Exercise - Summarize the ETLBox control flow tasks page in two sentences.

Document extract -
= = =

Control flow tasks
ETLBox comes with a fair set of ControlFlow Tasks that allow you to most common task on a relational database. This will give you an overview of these tasks.
Create, Drop and IfExists tasks
There are a lot of tasks that can help you to create, drop or check the existence of database objects. In the following there will be example how to create tables, views, procedures, indexes or databases, how to drop them and how to check for their existence.
Tables
CreateTables Task
CreateTableTask will help you to create a table on the database. You can pass either a TableDefinition
object
or a table name and a list of table columns.
Here is an example with passing the table name and a list of table columns
List<TableColumn> columns = new List<TableColumn>() {
new TableColumn("Id", "INT",allowNulls:false,isPrimaryKey:true, isIdentity: true),
new TableColumn("value2", "DATE", allowNulls:true),
new TableColumn("value3", "DECIMAL(10,2)",allowNulls:false) { DefaultValue = "3.12" },
new TableColumn("compValue", "BIGINT",allowNulls:true) { ComputedColumn = "(value1 * value2)" }
};
CreateTableTask.Create(connectionManager, "tablename", columns);
A table column describe the column in the database with the most used attributes: Name, Data type (use the data type which you are most familiar with, there will be an attempt to convert the database type into the right database specific format), if the column is nullable, if the column is a primary key and if the column is used as identity column. (Serial for Postgres or auto increment for MySql). Additionally, you could specify if the column is a computed column or if it has a default value.
Here is an example for creating a TableDefinition
and pass it to the CreateTableTask:
TableDefinition CustomerTableDef = new TableDefinition("customer",
new List<TableColumn>() {
new TableColumn("CustomerKey", "int",allowNulls: false, isPrimaryKey:true, isIdentity:true),
new TableColumn("Name","nvarchar(200)", allowNulls: false),
});
CreateTableTask.Create(connectionManager, CustomerTableDef);
Implicit data type conversions:
CreateTableTask will automatically try to convert the given data type into a type that your database actually understands. E.g., if you pass “DATETIME” as data type for a column, and you want to create your table on a Postgres connection manager, CreateTableTask will automatically convert “DATETIME” into “TIMESTAMP”.
Adding your own data type conversion
If you need to change the default data type conversion, you can overwrite it with your implementation. To achieve this, you
need to pass an object that implements IDataTypeConverter. The interface has one method: TryConvertDbDataType
and 2 parameter. dbSpecificTypeName
is the name that you define in your TableColumn, and connection type defines the connection manager type (e.g. SqlServer or Oracle).
The return value is the converted data type.
Here is an example implementation:
public class MyDataTypeConverter : IDataTypeConverter
{
public string TryConvertDbDataType(string dbSpecificTypeName, ConnectionType connectionType)
{
if (dbSpecificTypeName == "ABC")
return "DATETIME";
else
return DataTypeConverter.TryGetDbSpecificType(dbSpecificTypeName, connectionType);
}
}
List<TableColumn> columns = new List<TableColumn>() {
new TableColumn("somedate", "ABC"),
new TableColumn("sometext", "TEXT")

= = =

Provided data -
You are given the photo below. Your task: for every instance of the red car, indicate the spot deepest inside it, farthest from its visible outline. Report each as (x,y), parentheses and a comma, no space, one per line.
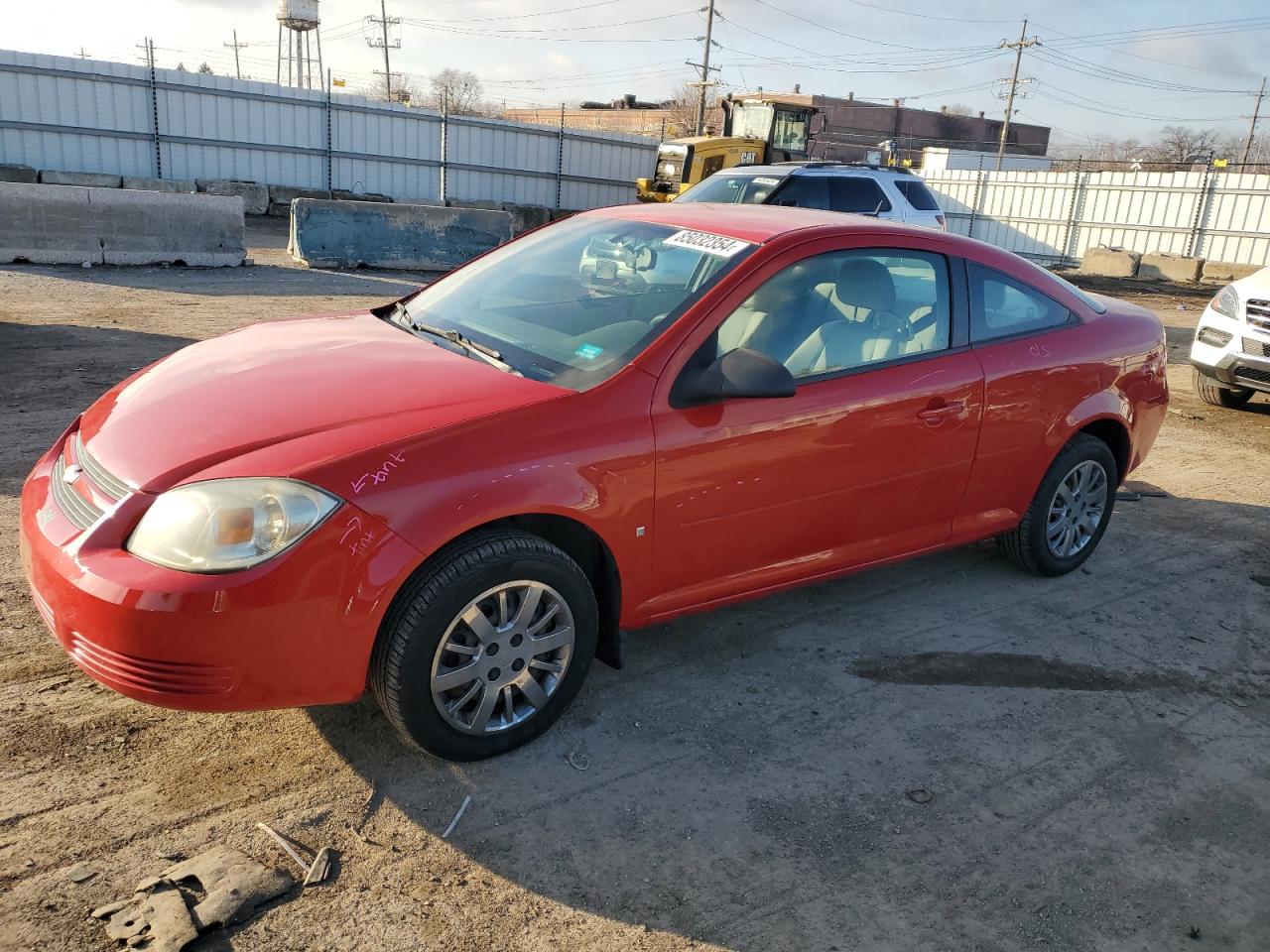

= = =

Completed task - ETLBox provides control flow tasks for common relational database work, including creating, dropping, and checking the existence of tables, views, procedures, indexes, and databases. CreateTableTask creates a table from either a TableDefinition object or a table name with a list of table columns, and it automatically converts the given data types into ones the target database understands, a conversion you can override by passing an object that implements IDataTypeConverter.